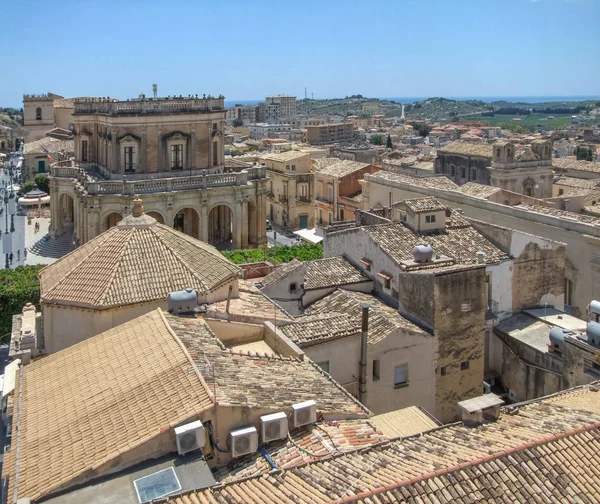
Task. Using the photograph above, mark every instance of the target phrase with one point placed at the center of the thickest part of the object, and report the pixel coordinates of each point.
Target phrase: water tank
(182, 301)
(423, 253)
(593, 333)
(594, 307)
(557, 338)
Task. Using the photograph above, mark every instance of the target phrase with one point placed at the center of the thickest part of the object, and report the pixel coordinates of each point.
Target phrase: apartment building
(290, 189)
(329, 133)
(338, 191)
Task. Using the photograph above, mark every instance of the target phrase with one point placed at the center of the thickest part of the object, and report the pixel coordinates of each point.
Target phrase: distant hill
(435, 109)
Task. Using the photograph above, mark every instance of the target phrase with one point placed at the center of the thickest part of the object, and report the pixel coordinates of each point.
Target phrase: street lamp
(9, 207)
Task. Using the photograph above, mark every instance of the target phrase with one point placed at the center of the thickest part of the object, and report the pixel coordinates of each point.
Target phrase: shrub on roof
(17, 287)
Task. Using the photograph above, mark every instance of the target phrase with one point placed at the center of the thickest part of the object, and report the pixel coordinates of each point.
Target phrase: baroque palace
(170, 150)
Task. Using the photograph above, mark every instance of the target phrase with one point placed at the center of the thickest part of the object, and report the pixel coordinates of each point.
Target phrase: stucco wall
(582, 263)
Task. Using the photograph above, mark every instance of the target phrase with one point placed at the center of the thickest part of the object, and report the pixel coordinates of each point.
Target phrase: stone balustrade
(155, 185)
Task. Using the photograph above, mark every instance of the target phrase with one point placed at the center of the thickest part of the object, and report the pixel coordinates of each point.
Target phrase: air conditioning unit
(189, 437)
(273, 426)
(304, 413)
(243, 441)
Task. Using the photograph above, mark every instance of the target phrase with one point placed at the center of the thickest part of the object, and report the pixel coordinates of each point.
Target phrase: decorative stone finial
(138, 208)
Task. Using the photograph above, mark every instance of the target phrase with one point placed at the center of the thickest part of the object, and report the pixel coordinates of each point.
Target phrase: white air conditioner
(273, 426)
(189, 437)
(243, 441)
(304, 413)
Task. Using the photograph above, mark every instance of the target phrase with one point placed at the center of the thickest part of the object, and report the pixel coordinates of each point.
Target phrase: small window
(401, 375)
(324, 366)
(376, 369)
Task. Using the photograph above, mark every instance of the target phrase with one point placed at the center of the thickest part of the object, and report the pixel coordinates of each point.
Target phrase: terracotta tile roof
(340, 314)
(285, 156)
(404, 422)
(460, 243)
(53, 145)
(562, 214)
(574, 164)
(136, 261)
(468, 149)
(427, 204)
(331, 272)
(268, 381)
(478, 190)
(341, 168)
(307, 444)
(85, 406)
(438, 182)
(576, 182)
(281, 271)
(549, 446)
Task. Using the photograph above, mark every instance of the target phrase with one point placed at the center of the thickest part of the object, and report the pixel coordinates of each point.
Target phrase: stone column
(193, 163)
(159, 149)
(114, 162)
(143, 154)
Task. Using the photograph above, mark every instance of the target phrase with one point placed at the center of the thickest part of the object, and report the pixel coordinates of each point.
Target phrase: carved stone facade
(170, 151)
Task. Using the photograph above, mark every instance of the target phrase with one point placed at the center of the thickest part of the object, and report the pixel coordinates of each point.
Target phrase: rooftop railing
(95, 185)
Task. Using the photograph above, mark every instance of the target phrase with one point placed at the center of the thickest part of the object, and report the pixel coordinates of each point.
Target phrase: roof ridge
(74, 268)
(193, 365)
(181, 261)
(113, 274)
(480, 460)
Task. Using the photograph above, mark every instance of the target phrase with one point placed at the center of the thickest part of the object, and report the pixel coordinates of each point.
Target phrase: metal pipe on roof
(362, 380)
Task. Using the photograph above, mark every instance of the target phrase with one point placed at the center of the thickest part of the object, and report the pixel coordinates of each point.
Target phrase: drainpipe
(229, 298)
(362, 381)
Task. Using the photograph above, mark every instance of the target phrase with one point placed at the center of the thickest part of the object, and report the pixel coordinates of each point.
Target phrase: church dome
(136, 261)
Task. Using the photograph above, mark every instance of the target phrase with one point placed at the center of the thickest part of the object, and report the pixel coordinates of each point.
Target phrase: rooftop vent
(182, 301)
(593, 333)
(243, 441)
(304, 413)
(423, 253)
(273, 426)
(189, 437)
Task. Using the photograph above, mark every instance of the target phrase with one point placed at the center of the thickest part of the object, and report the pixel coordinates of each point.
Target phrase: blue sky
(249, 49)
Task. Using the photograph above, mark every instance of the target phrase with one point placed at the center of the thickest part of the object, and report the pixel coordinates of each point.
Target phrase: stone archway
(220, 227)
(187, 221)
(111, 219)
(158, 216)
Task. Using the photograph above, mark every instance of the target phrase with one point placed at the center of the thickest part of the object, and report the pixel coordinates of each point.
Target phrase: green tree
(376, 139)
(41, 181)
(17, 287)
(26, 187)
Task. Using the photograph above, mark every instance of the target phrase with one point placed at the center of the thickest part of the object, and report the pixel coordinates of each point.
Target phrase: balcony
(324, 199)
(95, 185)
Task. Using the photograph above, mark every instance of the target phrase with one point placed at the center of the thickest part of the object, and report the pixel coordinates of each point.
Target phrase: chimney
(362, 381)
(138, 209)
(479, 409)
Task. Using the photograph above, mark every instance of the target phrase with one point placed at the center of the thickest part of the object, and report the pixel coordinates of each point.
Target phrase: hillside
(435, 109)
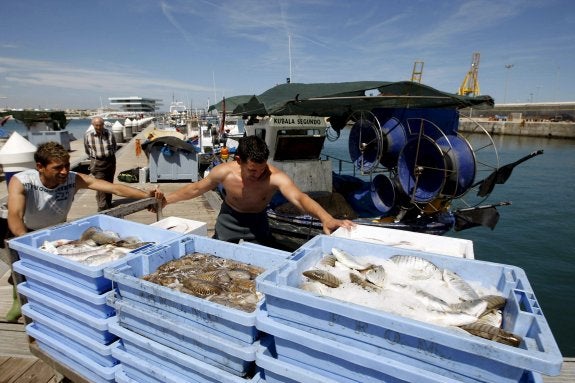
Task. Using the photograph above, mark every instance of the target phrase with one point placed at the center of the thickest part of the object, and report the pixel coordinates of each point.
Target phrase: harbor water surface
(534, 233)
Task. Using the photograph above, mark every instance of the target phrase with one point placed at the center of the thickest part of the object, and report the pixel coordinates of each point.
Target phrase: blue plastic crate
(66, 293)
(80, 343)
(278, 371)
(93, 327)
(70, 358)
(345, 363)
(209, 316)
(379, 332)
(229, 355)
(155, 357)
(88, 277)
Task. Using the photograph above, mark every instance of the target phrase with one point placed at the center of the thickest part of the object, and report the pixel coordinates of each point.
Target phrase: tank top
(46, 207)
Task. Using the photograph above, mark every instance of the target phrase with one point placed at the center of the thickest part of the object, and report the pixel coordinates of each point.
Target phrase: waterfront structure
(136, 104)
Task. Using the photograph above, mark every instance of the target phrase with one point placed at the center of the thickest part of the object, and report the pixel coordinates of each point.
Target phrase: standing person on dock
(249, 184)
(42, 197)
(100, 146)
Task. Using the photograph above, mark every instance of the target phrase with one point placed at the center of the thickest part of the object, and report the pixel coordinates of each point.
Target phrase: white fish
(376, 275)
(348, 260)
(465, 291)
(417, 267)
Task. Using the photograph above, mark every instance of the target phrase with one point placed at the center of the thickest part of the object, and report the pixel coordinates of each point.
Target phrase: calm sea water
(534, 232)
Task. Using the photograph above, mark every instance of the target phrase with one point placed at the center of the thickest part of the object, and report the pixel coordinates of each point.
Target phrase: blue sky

## PROBLEM DESCRIPTION
Retype the entries word for word. Omit any images.

## RESPONSE
Task. Using the photograph above, mark every instance of the target phrase with one point placed at the center of the thickest part of the object, and report the pixel coordinates of each point.
Target phrase: water tank
(182, 301)
(423, 253)
(593, 333)
(594, 307)
(557, 338)
Task. Using the photograph above, mark every instance of the target phrase with one point placed at the center of the thickest part of the object, and report the pixel coordinates of each point.
Target phrase: apartment building
(290, 189)
(329, 133)
(338, 191)
Task. Using the photograph above, mark every instance of the target phrase with one point placed at the center of the thickest part of the object, and report the pixel coordinates of each point.
Target phrase: distant hill
(435, 109)
Task. Using the photograph above, mark every instance of the target phrase with one point placed at the center of the thickest part of the object, and report the pixel coordinates of each point.
Target phrase: street lamp
(9, 207)
Task. Using the photograph above, mark every instance of the target phrase with one point placed at the center of the thickest part of the object, and report the pixel coordinates of each point.
Target phrase: shrub on roof
(17, 287)
Task. Using the photograph above, mark every instance of the target phrase with one point placed at the center of the thickest part of the object, and report the pixel coordinates of each point.
Target phrase: baroque palace
(170, 150)
Task. Using the photograph above, mark every instance of the target phrase with one point placed at the center of the thickest part of the object, and report the pixel coordinates of each point.
Target phrase: stucco wall
(582, 263)
Task. Using the photograph above, mark every instance of the target phrase with one point placed at the center of the thickest part of the object, and report the pixel coordinates of each point.
Target phrase: stone balustrade
(155, 185)
Task. Using the photograph above, mark every instance of the target phrase with one point placed at the center of the thickest part of the object, and report the pixel coordinates of each point.
Target phrase: air conditioning unit
(189, 437)
(273, 426)
(304, 413)
(243, 441)
Task. Using the photograph above, mark every instance of the target phrase with one point placed at the center of the thickest part of the object, and report the pixel coordinates of each point.
Target phrase: decorative stone finial
(138, 208)
Task. Using the photograph above, mark every instance of the target phrase with one point placed at the center of the thickest part of the object, and report the pixel coordinates of each point.
Target phrase: white air conditioner
(273, 426)
(189, 437)
(243, 441)
(304, 413)
Task. Using the photograph above, mark every instance of the target phrase with one point placed at the center of the thickest part of the object, and report the pixel coordinates of each point.
Target phrase: small window
(401, 375)
(324, 366)
(376, 369)
Task. Using the photograph above, mark every instance of the target phrase with one point placed at the center of the thickest part of the object, and report the pixel coordinates of each point.
Target phrase: terracotta tile roof
(340, 314)
(285, 156)
(404, 422)
(460, 243)
(53, 145)
(562, 214)
(574, 164)
(136, 261)
(468, 149)
(427, 204)
(331, 272)
(268, 381)
(478, 190)
(341, 168)
(307, 444)
(85, 406)
(438, 182)
(576, 182)
(281, 271)
(549, 446)
Task. Using the photograph above, mark every instance of the target phrase with one point placed at the center of the thickest part of the object, and report the pixel coordinates of each point.
Target phrase: stone column
(193, 163)
(159, 149)
(114, 162)
(143, 154)
Task. Using the photograph above, mark every instance of the target phrase with one point placed at the center of the thickest part of the object, and report the pixel coordinates of each point.
Target phrase: carved stone facade
(170, 151)
Task. Using the photograph above, mark every instance of the target phrase with one point placed at the center of the thickest part of the object, and report the pixel coordinates of each point.
Target phrase: rooftop railing
(95, 185)
Task. Using the photograph above, mark every instance of the target phrase with one point placed at the center of the thickest part of the object, and report the pixel coordinates of each point.
Target phrase: roof ridge
(74, 268)
(193, 365)
(181, 261)
(113, 274)
(480, 460)
Task. Using the photograph above, mark every instance of the target phrase with one point placed at the center of the thickest part of the object, and report the pixel coordinates of each point.
Target phrase: metal pipe on roof
(362, 380)
Task. Using the photograph above, mark every instance of the target phrase with one point placed at the center of the thickest part of the object, and report the pixel coordinates of each point.
Target phrase: drainpipe
(229, 298)
(362, 381)
Task. Using the photograph above, mark every instance of the target phrase with one point placed at the center of the thickest part of the object, and report the pixel coordinates of each point.
Target phrase: church dome
(136, 261)
Task. Using the photograph above, mark every instance of the target phrase with one point placed at the center of the thickest part of the object, and report the pixel coordinates of each point.
Target phrase: rooftop vent
(182, 301)
(593, 333)
(243, 441)
(304, 413)
(423, 253)
(273, 426)
(189, 437)
Task. Using the photograph above, mark every instance of the target phrase with one point placed at the center of the thickest part of the object, and report the pixel coordinates of each point.
Target phrase: blue sky
(249, 49)
Task. Using the photograph above, mark every instance of the target phrase with one point placed at the center of the thickest part of the object, and report the pixel coordinates of each point.
Target phrase: stone archway
(220, 227)
(187, 221)
(111, 219)
(158, 216)
Task. Using the photograph above, mark every instance of the target phrase with one point placed at the center of the thickest part of the object, and report the pixel coordinates of each point.
Target phrase: green tree
(376, 139)
(41, 181)
(17, 287)
(26, 187)
Task. Using the photograph above, mark every instance of the target phrase with one point placed at the center of the thickest part of the object, and report the pixel coordinates of each point.
Target phrase: balcony
(324, 199)
(95, 185)
Task. Using the photograph above, mark every instance of the target phrase with one point placed at the center of the thickest part of the object, and report the pixel coordinates of each point.
Target phrase: chimney
(362, 381)
(138, 209)
(479, 409)
Task. Using the photograph above, mark every instance of the target phrase with one point placed at the center of the thickest part of the object, and report the pixel coordinates of each point.
Target phrase: hillside
(435, 109)
Task. Using the photograph above, mark every instance of the target phrase with one point placed at the center of the thickest part of the object, and report the pixel coordinates of each point.
Target phrase: harbor water surface
(534, 233)
Task. Using the photograph above, mark every instance of the target phrase with one point placed at the center of the thickest part of the object, and report the pixel coordinates of each point.
Target phrase: blue plastic crate
(66, 293)
(80, 343)
(278, 371)
(93, 327)
(70, 358)
(345, 363)
(209, 316)
(379, 332)
(229, 355)
(155, 357)
(88, 277)
Task. Using the photograph above, mark every instance of the target phrase with one point placed at the center of the thickest part of the object, and report the pixel coordinates of each point.
Target phrase: tank top
(46, 207)
Task. Using the photograph above, mark every instance of the target phrase with one point placed at the center of the thickest part of the object, and report the pixel coordinates of each point.
Target phrase: waterfront structure
(136, 104)
Task. Using the photograph above, mark every instance of the target phrase with one point placed at the center of the thickest part of the object, and report the pixel coordinates of each point.
Target phrase: standing person on dock
(249, 184)
(42, 197)
(100, 146)
Task. Using the photograph above, mark every instance of the target phrase with one point placed at the center of the thickest part of the object, and report the pixel coordinates of each point.
Target phrase: white fish
(376, 275)
(348, 260)
(465, 291)
(417, 267)
Task. Using the photograph above, mark every instance of the target phrase with one point placed at the center of the thickest part of the object, and report the pixel coordinates of each point.
Target phrase: calm sea water
(534, 232)
Task. Using the photograph above, mark every instance of the target phrase with one point placed at the center of the thickest part of the object, and report the pixel coordinates of each point.
Target phrase: blue sky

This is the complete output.